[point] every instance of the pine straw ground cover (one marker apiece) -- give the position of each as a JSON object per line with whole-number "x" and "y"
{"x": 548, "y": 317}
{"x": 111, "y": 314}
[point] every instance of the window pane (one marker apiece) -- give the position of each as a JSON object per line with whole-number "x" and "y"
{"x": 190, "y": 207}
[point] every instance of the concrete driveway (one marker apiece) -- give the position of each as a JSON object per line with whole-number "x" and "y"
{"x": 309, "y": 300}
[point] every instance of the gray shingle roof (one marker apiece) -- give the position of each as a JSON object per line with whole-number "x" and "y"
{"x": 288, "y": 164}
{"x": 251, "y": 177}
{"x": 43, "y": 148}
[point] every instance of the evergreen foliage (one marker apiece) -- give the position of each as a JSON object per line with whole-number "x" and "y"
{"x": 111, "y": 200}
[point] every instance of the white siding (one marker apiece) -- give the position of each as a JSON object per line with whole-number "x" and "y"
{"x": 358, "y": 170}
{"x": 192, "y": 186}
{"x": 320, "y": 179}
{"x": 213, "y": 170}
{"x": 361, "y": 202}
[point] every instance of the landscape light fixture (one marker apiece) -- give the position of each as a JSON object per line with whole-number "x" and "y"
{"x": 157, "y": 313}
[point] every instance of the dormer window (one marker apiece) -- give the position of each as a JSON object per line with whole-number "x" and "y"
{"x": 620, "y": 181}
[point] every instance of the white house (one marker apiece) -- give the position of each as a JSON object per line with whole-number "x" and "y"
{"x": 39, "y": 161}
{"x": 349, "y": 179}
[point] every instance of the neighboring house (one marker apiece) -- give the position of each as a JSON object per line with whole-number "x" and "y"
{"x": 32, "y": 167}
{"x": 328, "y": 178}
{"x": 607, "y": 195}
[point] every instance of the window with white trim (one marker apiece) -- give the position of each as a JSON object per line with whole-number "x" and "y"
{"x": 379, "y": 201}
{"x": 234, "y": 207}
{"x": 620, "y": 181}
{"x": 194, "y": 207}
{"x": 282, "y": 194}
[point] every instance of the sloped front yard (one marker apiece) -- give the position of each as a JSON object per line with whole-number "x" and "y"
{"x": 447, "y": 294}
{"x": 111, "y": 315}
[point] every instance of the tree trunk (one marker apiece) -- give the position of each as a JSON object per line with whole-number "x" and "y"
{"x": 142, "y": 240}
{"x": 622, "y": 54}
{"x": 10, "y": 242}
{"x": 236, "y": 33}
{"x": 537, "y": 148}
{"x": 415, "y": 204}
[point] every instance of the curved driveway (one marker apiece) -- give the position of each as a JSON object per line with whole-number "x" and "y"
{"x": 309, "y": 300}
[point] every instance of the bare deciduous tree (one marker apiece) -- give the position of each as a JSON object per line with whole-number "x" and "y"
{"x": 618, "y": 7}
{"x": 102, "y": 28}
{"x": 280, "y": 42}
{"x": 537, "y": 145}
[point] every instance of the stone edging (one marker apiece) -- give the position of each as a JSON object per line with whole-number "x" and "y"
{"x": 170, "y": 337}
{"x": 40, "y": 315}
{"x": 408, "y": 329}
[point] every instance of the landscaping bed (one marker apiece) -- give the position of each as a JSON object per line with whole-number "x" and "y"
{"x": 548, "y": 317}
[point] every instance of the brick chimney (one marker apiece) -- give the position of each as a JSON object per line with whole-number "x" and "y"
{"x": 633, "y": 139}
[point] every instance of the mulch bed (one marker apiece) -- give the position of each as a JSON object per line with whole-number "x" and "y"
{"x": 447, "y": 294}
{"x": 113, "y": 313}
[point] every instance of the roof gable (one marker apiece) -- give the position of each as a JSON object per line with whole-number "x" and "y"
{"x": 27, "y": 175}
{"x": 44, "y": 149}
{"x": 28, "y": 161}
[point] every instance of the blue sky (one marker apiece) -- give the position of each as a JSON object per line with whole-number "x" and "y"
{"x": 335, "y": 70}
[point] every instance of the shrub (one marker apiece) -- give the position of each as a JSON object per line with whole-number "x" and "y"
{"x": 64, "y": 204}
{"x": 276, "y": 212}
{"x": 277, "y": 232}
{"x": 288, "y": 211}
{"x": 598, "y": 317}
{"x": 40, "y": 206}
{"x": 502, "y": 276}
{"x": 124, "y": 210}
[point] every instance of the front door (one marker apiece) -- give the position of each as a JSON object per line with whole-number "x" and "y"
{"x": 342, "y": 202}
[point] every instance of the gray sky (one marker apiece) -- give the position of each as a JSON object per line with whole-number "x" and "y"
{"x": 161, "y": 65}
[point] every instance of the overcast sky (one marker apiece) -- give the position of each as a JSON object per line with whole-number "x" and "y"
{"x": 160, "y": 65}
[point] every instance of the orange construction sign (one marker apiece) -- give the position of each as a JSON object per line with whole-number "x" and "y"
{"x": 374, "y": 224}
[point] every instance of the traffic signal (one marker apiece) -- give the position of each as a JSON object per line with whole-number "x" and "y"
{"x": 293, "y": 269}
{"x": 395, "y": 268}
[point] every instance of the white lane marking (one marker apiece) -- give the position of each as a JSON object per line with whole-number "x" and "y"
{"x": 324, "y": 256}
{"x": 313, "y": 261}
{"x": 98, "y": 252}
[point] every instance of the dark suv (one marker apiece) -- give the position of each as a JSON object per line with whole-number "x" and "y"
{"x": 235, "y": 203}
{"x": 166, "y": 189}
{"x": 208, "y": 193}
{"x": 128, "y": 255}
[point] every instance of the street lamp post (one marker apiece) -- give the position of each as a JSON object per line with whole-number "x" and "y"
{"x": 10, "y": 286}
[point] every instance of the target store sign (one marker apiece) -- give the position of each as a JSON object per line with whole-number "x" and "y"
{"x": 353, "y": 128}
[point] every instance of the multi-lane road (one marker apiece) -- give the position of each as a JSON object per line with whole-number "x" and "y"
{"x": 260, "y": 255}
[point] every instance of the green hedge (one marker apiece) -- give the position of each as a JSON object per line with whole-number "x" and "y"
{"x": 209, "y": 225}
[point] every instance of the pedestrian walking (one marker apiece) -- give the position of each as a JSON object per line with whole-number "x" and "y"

## STATED EXERCISE
Write the data out again in full and exactly.

## TASK OUTPUT
[point] every instance of the pine straw ground cover (one marker apiece) -- give the position of each as a JSON object per line with whole-number "x" and "y"
{"x": 548, "y": 317}
{"x": 111, "y": 314}
[point] every instance of the window pane (one marker apiece) -- give the position of each as a JSON object per line with whole-number "x" and "y"
{"x": 190, "y": 207}
[point] every instance of the concrete driveway (one marker apiece) -- give the position of each as a JSON object per line with whole-number "x" and "y"
{"x": 309, "y": 300}
[point] every instance of the gray shingle roof (one marker apiece) -- give the position of each as a JSON object per line with whole-number "x" and "y"
{"x": 288, "y": 164}
{"x": 251, "y": 177}
{"x": 43, "y": 148}
[point] every instance of the evergreen foliage (one marker apiece) -- give the position of each as a JSON object per line with whole-number "x" and "y"
{"x": 111, "y": 200}
[point] every instance of the white siding (one marker apiece) -- give the position of each as a JSON object per line with whole-number "x" and "y"
{"x": 358, "y": 170}
{"x": 192, "y": 186}
{"x": 320, "y": 179}
{"x": 213, "y": 170}
{"x": 361, "y": 202}
[point] every instance of the landscape light fixture (one marker apiece) -- give the position of each as a JSON object per line with whole-number "x" and "y"
{"x": 157, "y": 313}
[point] every instance of the dormer window (one marker apiece) -- give the position of each as a JSON object per line with whole-number "x" and "y"
{"x": 620, "y": 181}
[point] every instance of the white house (one marker apiece) -- give the position of each as a JSON object per line with whole-number "x" and "y"
{"x": 39, "y": 161}
{"x": 349, "y": 179}
[point] every instance of the neighboring house (one marker apiece) -- give the position of each as a JSON object per line with whole-number "x" and "y"
{"x": 32, "y": 167}
{"x": 328, "y": 178}
{"x": 607, "y": 195}
[point] every instance of the window with white trim (one marker apiece) -- give the position of each as a JSON object per line with whole-number "x" and "y"
{"x": 379, "y": 201}
{"x": 234, "y": 207}
{"x": 620, "y": 181}
{"x": 194, "y": 207}
{"x": 282, "y": 194}
[point] every instance of the sloped front yard (one marker apiece) -- give the position of each as a JSON object per line with whole-number "x" and "y"
{"x": 447, "y": 294}
{"x": 111, "y": 315}
[point] every instance of the tree trunk (one marker apiece) -- give the position of each as a JSON object per line with whole-number "x" and "y"
{"x": 142, "y": 240}
{"x": 622, "y": 54}
{"x": 10, "y": 242}
{"x": 236, "y": 33}
{"x": 537, "y": 148}
{"x": 415, "y": 204}
[point] every instance of the curved driveway (one marker apiece) -- give the position of each as a JSON object per line with whole-number "x" and "y"
{"x": 309, "y": 300}
[point] every instance of the bare deciduous tree (one marker apiece) -- give the position of each as a JSON object per line with whole-number "x" and "y"
{"x": 618, "y": 7}
{"x": 102, "y": 28}
{"x": 280, "y": 42}
{"x": 537, "y": 145}
[point] every instance of the stone edging (one marker apiece) -- give the position of each as a JSON object per line with whole-number "x" and "y"
{"x": 170, "y": 337}
{"x": 40, "y": 315}
{"x": 408, "y": 329}
[point] every instance of the landscaping bed (one marker apiece) -- give the position of each as a JSON object per line with whole-number "x" and "y"
{"x": 548, "y": 317}
[point] every instance of the brick chimney (one marker apiece) -- give the position of each as a JSON object per line with whole-number "x" and "y"
{"x": 633, "y": 139}
[point] every instance of the mulch bed (one marker apiece) -- give the position of each as a JSON object per line with whole-number "x" and "y"
{"x": 447, "y": 294}
{"x": 113, "y": 313}
[point] every instance of the roof gable (one marker apiece) -- give the position of each as a JSON object per line with whole-number "x" and "y"
{"x": 27, "y": 175}
{"x": 44, "y": 149}
{"x": 28, "y": 161}
[point] every instance of the blue sky (one marker apiece) -- give the position of each as a JSON object per line with whole-number "x" and "y"
{"x": 335, "y": 70}
[point] every instance of the shrub (one marker apiece) -- give the position of each as a JSON object per line with whole-number "x" and "y"
{"x": 64, "y": 204}
{"x": 276, "y": 212}
{"x": 277, "y": 232}
{"x": 288, "y": 211}
{"x": 598, "y": 317}
{"x": 40, "y": 206}
{"x": 502, "y": 276}
{"x": 124, "y": 210}
[point] every instance of the front door (one marker apiece) -- give the position of each as a JSON object per line with whole-number "x" and "y"
{"x": 342, "y": 202}
[point] every instance of the gray sky (one marker apiece) -- give the position of each as a JSON object per line with whole-number "x" and "y"
{"x": 161, "y": 65}
[point] every instance of the overcast sky (one marker apiece) -- give the position of each as a JSON object per line with whole-number "x" and "y"
{"x": 160, "y": 65}
[point] every instance of the orange construction sign (one marker apiece) -- give the position of each as a JSON object per line with whole-number "x" and "y"
{"x": 374, "y": 224}
[point] every instance of the traffic signal (one marker apiece) -- give the position of each as a JSON object per line with whole-number "x" and "y"
{"x": 293, "y": 269}
{"x": 395, "y": 268}
[point] every instance of the white lane marking (one marker apiece) -- give the position of each as a JSON object per line with whole-number "x" and "y"
{"x": 324, "y": 256}
{"x": 313, "y": 261}
{"x": 98, "y": 252}
[point] every instance of the dark suv (one marker apiece) -- give the position of each as a JSON object per line with whole-number "x" and "y"
{"x": 235, "y": 203}
{"x": 166, "y": 189}
{"x": 208, "y": 193}
{"x": 128, "y": 255}
[point] every instance of the street lamp post (one marker apiece) -- give the position of each as a JSON object per line with whole-number "x" and "y"
{"x": 10, "y": 286}
[point] every instance of the target store sign (one marker apiece) -- give the position of each as a JSON object per line with whole-number "x" and "y"
{"x": 353, "y": 128}
[point] every instance of the multi-lane road (one marker apiece) -- give the position of each as a JSON object per line with whole-number "x" and "y"
{"x": 260, "y": 255}
[point] every instance of the green hedge (one marker apiece) -- give the position of each as a JSON object per line with whole-number "x" and "y"
{"x": 209, "y": 225}
[point] every instance of the pedestrian walking (one marker apiece) -- give the position of each as a JSON object per line with whole-number "x" and "y"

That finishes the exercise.